(TASK TO COMPLETE)
Copy the lines again, requests included, from the first line through the line with "point(470, 234)", scaling the point coordinates in the answers by 1.85 and rounding them to whole numbers with halves rounded up. Leave the pictures out.

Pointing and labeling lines
*****
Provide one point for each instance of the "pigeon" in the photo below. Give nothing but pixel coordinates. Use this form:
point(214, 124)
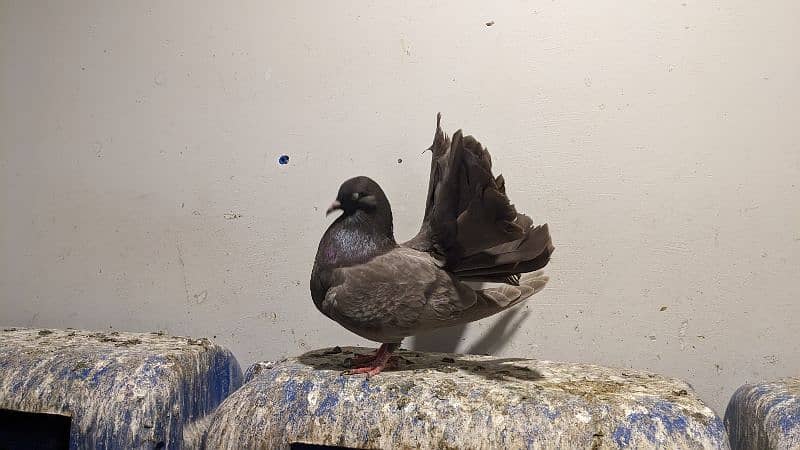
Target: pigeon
point(470, 234)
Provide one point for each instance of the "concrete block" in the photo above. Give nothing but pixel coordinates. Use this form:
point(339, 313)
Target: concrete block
point(765, 416)
point(122, 390)
point(436, 400)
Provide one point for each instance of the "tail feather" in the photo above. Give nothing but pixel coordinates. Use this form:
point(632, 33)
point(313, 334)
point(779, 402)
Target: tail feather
point(469, 220)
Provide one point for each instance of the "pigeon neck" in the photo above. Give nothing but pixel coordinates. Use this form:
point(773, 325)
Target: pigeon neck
point(357, 238)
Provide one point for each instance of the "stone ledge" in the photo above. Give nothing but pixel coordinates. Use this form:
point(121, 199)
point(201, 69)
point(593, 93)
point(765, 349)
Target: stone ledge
point(765, 416)
point(123, 390)
point(436, 400)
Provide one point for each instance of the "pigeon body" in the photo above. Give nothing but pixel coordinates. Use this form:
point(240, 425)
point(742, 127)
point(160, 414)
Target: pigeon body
point(385, 291)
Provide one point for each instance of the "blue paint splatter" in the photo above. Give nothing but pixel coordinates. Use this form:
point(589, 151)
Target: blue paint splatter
point(327, 405)
point(789, 420)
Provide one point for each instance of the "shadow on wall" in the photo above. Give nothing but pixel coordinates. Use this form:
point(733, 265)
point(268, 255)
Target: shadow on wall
point(447, 340)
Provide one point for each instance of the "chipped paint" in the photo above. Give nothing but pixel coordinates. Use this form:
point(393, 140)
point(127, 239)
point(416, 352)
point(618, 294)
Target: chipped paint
point(436, 400)
point(123, 390)
point(765, 415)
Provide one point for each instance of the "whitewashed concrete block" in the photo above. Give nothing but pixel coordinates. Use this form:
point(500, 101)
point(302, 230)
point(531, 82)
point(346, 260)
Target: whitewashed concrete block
point(122, 390)
point(765, 416)
point(436, 400)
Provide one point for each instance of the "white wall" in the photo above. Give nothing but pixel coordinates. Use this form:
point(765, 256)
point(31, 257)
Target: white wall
point(660, 140)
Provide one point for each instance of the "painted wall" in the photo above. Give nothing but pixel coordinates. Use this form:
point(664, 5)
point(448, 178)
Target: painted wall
point(141, 189)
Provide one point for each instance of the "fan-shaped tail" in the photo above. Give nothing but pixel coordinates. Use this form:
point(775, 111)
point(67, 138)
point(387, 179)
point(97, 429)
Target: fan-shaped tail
point(469, 220)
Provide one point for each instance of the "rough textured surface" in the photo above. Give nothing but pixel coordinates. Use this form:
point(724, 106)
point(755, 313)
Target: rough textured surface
point(436, 400)
point(123, 390)
point(765, 416)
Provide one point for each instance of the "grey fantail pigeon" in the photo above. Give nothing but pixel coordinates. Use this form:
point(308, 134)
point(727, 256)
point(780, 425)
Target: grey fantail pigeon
point(384, 291)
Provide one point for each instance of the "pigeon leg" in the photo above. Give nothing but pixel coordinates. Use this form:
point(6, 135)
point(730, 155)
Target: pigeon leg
point(382, 359)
*****
(EXPECTED ANSWER)
Provide one point for each instance of the "pigeon" in the photo below. Give nothing but pixel coordinates. Use this form:
point(214, 124)
Target: pigeon
point(870, 433)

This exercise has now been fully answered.